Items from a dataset

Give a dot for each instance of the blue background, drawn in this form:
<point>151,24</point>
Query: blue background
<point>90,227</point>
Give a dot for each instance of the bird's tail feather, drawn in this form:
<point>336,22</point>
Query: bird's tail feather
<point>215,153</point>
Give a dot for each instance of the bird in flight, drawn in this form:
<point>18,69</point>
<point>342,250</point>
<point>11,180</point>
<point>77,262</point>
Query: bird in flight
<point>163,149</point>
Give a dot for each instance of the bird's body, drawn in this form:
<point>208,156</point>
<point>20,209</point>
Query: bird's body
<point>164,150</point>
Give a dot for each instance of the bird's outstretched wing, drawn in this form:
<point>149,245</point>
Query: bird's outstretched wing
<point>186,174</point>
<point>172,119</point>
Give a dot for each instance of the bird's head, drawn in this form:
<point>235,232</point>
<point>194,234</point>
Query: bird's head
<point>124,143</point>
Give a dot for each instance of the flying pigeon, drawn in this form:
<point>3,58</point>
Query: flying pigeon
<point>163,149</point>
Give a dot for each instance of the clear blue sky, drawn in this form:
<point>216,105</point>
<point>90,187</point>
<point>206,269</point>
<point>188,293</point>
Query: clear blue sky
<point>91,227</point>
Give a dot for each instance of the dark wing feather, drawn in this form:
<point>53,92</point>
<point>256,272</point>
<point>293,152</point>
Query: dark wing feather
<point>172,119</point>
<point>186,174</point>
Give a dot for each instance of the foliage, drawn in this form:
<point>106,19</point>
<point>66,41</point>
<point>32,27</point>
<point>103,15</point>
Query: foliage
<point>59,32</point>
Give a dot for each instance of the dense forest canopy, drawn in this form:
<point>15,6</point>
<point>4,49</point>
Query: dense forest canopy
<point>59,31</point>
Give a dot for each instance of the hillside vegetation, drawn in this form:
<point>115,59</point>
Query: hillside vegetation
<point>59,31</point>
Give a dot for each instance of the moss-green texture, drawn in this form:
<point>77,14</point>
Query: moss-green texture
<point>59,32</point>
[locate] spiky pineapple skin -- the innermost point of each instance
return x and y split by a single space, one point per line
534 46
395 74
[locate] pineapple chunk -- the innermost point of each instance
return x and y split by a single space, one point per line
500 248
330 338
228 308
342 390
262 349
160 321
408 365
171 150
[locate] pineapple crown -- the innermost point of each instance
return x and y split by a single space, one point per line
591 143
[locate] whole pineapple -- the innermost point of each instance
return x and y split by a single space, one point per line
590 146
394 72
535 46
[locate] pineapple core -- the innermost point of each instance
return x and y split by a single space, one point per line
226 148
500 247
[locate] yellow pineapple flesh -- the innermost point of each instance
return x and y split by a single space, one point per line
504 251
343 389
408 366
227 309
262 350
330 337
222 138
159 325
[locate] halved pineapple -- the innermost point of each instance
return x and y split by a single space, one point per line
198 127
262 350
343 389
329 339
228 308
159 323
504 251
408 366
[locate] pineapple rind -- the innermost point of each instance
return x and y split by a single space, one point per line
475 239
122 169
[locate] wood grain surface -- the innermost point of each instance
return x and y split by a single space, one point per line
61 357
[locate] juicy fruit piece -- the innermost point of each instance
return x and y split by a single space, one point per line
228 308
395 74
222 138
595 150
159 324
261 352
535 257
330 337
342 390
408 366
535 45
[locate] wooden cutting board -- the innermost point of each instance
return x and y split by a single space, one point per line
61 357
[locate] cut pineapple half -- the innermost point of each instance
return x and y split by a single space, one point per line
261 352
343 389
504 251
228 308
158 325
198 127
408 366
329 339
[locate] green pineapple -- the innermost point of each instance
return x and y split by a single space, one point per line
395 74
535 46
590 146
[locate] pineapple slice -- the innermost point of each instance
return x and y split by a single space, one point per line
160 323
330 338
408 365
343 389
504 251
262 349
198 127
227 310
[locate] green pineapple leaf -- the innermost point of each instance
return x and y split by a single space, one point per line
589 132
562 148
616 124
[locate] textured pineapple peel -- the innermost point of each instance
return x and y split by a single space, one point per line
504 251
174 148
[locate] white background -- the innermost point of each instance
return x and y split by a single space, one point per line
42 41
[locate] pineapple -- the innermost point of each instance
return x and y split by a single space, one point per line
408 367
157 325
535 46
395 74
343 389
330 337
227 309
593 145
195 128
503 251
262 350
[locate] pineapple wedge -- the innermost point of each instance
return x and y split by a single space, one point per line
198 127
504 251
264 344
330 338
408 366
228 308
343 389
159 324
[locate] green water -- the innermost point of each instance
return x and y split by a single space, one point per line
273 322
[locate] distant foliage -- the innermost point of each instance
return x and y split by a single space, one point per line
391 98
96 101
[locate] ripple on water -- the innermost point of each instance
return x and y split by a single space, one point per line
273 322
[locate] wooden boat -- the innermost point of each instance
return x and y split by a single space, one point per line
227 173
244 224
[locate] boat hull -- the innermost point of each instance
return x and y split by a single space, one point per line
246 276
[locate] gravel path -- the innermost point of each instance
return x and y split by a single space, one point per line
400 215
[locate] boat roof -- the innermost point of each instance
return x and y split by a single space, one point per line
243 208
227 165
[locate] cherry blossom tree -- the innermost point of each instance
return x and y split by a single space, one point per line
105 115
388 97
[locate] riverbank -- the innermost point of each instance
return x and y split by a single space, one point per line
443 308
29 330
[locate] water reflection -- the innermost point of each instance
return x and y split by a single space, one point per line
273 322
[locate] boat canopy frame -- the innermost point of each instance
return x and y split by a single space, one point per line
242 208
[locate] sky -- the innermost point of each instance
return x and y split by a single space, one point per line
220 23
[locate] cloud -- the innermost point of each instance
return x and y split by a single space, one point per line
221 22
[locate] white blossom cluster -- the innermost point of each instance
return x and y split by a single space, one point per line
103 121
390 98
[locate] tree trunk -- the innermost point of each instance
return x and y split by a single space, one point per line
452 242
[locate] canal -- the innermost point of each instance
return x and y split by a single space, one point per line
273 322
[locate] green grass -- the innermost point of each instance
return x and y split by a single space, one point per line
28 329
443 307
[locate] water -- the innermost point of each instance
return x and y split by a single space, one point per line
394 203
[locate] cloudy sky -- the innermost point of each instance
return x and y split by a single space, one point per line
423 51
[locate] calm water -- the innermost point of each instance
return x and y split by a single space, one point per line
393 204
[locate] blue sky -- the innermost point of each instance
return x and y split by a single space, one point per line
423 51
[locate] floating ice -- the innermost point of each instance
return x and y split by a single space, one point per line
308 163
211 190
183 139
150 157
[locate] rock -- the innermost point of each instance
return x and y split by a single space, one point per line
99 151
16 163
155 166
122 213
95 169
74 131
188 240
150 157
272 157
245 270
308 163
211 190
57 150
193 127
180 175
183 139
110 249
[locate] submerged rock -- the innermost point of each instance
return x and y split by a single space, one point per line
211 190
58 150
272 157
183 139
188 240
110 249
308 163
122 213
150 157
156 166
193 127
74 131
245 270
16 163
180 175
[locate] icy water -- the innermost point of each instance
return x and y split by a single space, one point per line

Short exercise:
Format every line of the records above as a JSON list of strings, one string per line, with blank lines left out.

Problem solution:
[
  "Give a dot for each instance of the blue background, drawn in this form:",
  "<point>151,24</point>",
  "Query: blue background",
  "<point>90,227</point>",
  "Give a dot for each instance of the bird's tail feather, drawn in this form:",
  "<point>336,22</point>",
  "Query: bird's tail feather",
  "<point>215,153</point>",
  "Give a dot for each instance of the bird in flight, drawn in this form:",
  "<point>18,69</point>",
  "<point>342,250</point>",
  "<point>11,180</point>",
  "<point>77,262</point>",
  "Query: bird in flight",
  "<point>163,149</point>",
  "Give a dot for each instance of the bird's body, drawn in this form:",
  "<point>208,156</point>",
  "<point>20,209</point>",
  "Query: bird's body",
  "<point>164,150</point>",
  "Give a dot for each instance of the bird's outstretched wing, drawn in this form:",
  "<point>149,245</point>",
  "Query: bird's outstretched wing",
  "<point>186,174</point>",
  "<point>172,119</point>",
  "Give a dot for each instance of the bird's head, drawn in this form:",
  "<point>235,232</point>",
  "<point>194,234</point>",
  "Query: bird's head",
  "<point>124,143</point>",
  "Give a dot for each instance of the flying pigeon, drawn in this form:",
  "<point>3,58</point>",
  "Query: flying pigeon",
  "<point>163,149</point>",
  "Give a dot for each instance of the clear blue sky, drawn in this form:",
  "<point>216,105</point>",
  "<point>90,187</point>",
  "<point>206,269</point>",
  "<point>188,293</point>",
  "Query: clear blue sky",
  "<point>91,227</point>",
  "Give a dot for each instance of the dark wing feather, drawn in this form:",
  "<point>53,92</point>",
  "<point>256,272</point>",
  "<point>293,152</point>",
  "Query: dark wing feather",
  "<point>172,119</point>",
  "<point>186,174</point>",
  "Give a dot for each instance of the foliage, drawn in this form:",
  "<point>106,19</point>",
  "<point>66,41</point>",
  "<point>32,27</point>",
  "<point>103,15</point>",
  "Query: foliage",
  "<point>59,32</point>",
  "Give a dot for each instance of the dense forest canopy, drawn in this form:",
  "<point>15,6</point>",
  "<point>4,49</point>",
  "Query: dense forest canopy",
  "<point>59,31</point>",
  "Give a dot for each instance of the hillside vegetation, drawn in this form:",
  "<point>115,59</point>",
  "Query: hillside vegetation",
  "<point>59,31</point>",
  "Give a dot for each instance of the moss-green texture, drawn in this form:",
  "<point>77,14</point>",
  "Query: moss-green texture",
  "<point>59,32</point>",
  "[locate] spiky pineapple skin -- the innermost point of each instance",
  "return x and y split by a single space, one point per line",
  "534 46",
  "395 74",
  "[locate] pineapple chunk -- the innermost point of each instance",
  "return x and y split by a single space, one point per line",
  "500 248",
  "330 338",
  "228 308",
  "342 390",
  "262 349",
  "160 321",
  "408 365",
  "171 150",
  "[locate] pineapple crown -- the innermost point of each instance",
  "return x and y split by a single space, one point per line",
  "591 143",
  "[locate] whole pineapple -- the innermost point of each instance",
  "return x and y split by a single space, one point per line",
  "590 146",
  "394 72",
  "535 46",
  "[locate] pineapple core -- the innermost point of each instance",
  "return x and y split by a single space, one point per line",
  "226 148",
  "500 247",
  "[locate] yellow pineapple flesh -- the innermost point of each instance",
  "return x and y split by a single space, one point per line",
  "504 251",
  "343 389",
  "408 366",
  "227 309",
  "262 350",
  "330 337",
  "222 138",
  "159 325",
  "[locate] halved pineapple -- the innermost point of each instance",
  "return x and y split by a single space, one point per line",
  "198 127",
  "262 350",
  "343 389",
  "329 339",
  "228 308",
  "159 323",
  "504 251",
  "408 366",
  "[locate] pineapple rind -- the innermost point of each instance",
  "return x and y split by a single space, one point per line",
  "475 239",
  "122 169",
  "[locate] wood grain surface -- the innermost point of each instance",
  "return x and y split by a single space, one point per line",
  "61 357",
  "[locate] juicy fruit piece -- the innermost point of each instance",
  "return x and y split by a single space, one point per line",
  "228 308",
  "395 74",
  "222 138",
  "595 150",
  "159 324",
  "261 352",
  "535 257",
  "330 337",
  "342 390",
  "408 366",
  "535 45",
  "[locate] wooden cutting board -- the innermost point of each instance",
  "return x and y split by a single space, one point per line",
  "61 357",
  "[locate] cut pineapple half -- the innermost point of each instance",
  "return x and y split by a single space, one point per line",
  "261 352",
  "343 389",
  "504 251",
  "228 308",
  "158 325",
  "198 127",
  "408 366",
  "329 339",
  "[locate] green pineapple -- the innermost point of each instance",
  "return x and y split by a single space, one point per line",
  "395 74",
  "535 46",
  "590 146",
  "[locate] pineapple slice -- the innermost point of each instance",
  "return x and y split by a single space, one point per line",
  "160 323",
  "330 338",
  "408 365",
  "343 389",
  "504 251",
  "262 349",
  "198 127",
  "227 310",
  "[locate] green pineapple leaf -- the innermost point of each instance",
  "return x and y split by a single space, one point per line",
  "589 132",
  "562 148",
  "616 124",
  "[locate] textured pineapple peel -- the innermost point of each instance",
  "return x and y split by a single space, one point per line",
  "504 251",
  "174 148",
  "[locate] white background -- the innermost point of each instance",
  "return x and y split by a single space, one point per line",
  "42 41",
  "[locate] pineapple -- the innermost point of each instance",
  "return x and y split by a single space, one point per line",
  "408 367",
  "157 325",
  "535 46",
  "395 74",
  "343 389",
  "330 337",
  "227 309",
  "593 145",
  "195 128",
  "503 251",
  "262 350",
  "[locate] pineapple wedge -- the innermost point of each instance",
  "return x and y split by a single space, one point per line",
  "198 127",
  "504 251",
  "264 344",
  "330 338",
  "408 366",
  "228 308",
  "343 389",
  "159 324",
  "[locate] green water -- the innermost point of each instance",
  "return x and y split by a single space, one point per line",
  "273 322",
  "[locate] distant foliage -- the innermost point of each instance",
  "return x and y split by a single space, one point per line",
  "391 98",
  "96 101",
  "[locate] ripple on water -- the innermost point of each instance",
  "return x and y split by a single space, one point per line",
  "273 322",
  "[locate] wooden boat -- the innermost point of each instance",
  "return x and y split by a single space, one point per line",
  "227 173",
  "244 224",
  "[locate] boat hull -- the innermost point of each instance",
  "return x and y split by a single space, one point per line",
  "246 276",
  "[locate] gravel path -- the innermost point of each instance",
  "return x and y split by a single space, one point per line",
  "400 215",
  "[locate] boat roof -- the innermost point of each instance",
  "return x and y split by a single space, one point per line",
  "243 208",
  "227 165",
  "[locate] cherry blossom tree -- the innermost point of each instance",
  "return x and y split by a single space, one point per line",
  "105 115",
  "388 97",
  "[locate] riverbank -- the innermost point of each instance",
  "return x and y split by a single space, one point per line",
  "443 308",
  "29 330",
  "[locate] water reflection -- the innermost point of each instance",
  "return x and y split by a single space, one point per line",
  "273 322",
  "[locate] boat canopy frame -- the innermost point of each instance",
  "return x and y split by a single space, one point per line",
  "242 208",
  "[locate] sky -- the innermost point of each instance",
  "return x and y split by a single space, one point per line",
  "220 23",
  "[locate] cloud -- the innermost point of each instance",
  "return x and y split by a single space, one point per line",
  "221 22",
  "[locate] white blossom cluster -- the innermost point of each instance",
  "return x and y split by a single space, one point per line",
  "103 121",
  "390 98",
  "[locate] tree trunk -- the innermost point of each instance",
  "return x and y split by a single space, one point per line",
  "452 242",
  "[locate] canal -- the innermost point of each instance",
  "return x and y split by a single space, one point per line",
  "273 322",
  "[locate] green grass -- the innermost point of each instance",
  "return x and y split by a single space, one point per line",
  "28 329",
  "443 307",
  "[locate] water -- the innermost point of each instance",
  "return x and y split by a single space, one point per line",
  "394 203",
  "[locate] cloudy sky -- the innermost point of each instance",
  "return x and y split by a single space, one point per line",
  "423 51",
  "[locate] calm water -- the innermost point of each instance",
  "return x and y split by a single space, one point per line",
  "393 204",
  "[locate] blue sky -- the innermost point of each instance",
  "return x and y split by a single space, one point per line",
  "423 51",
  "[locate] floating ice -- the innermost point of each instance",
  "return x and y split by a single space, one point per line",
  "308 163",
  "211 190",
  "183 139",
  "150 157",
  "[locate] rock -- the innermost point of each instance",
  "return x and y split by a single space, one point per line",
  "99 151",
  "16 163",
  "155 166",
  "122 213",
  "95 169",
  "74 131",
  "188 240",
  "150 157",
  "272 157",
  "245 270",
  "308 163",
  "211 190",
  "57 150",
  "193 127",
  "180 175",
  "183 139",
  "110 249",
  "[locate] submerged rock -- the innermost point of each instance",
  "return x and y split by a single space, one point per line",
  "211 190",
  "58 150",
  "272 157",
  "183 139",
  "188 240",
  "110 249",
  "308 163",
  "122 213",
  "150 157",
  "156 166",
  "193 127",
  "74 131",
  "245 270",
  "16 163",
  "180 175",
  "[locate] icy water -- the innermost point of each instance",
  "return x and y split by a single space, one point per line"
]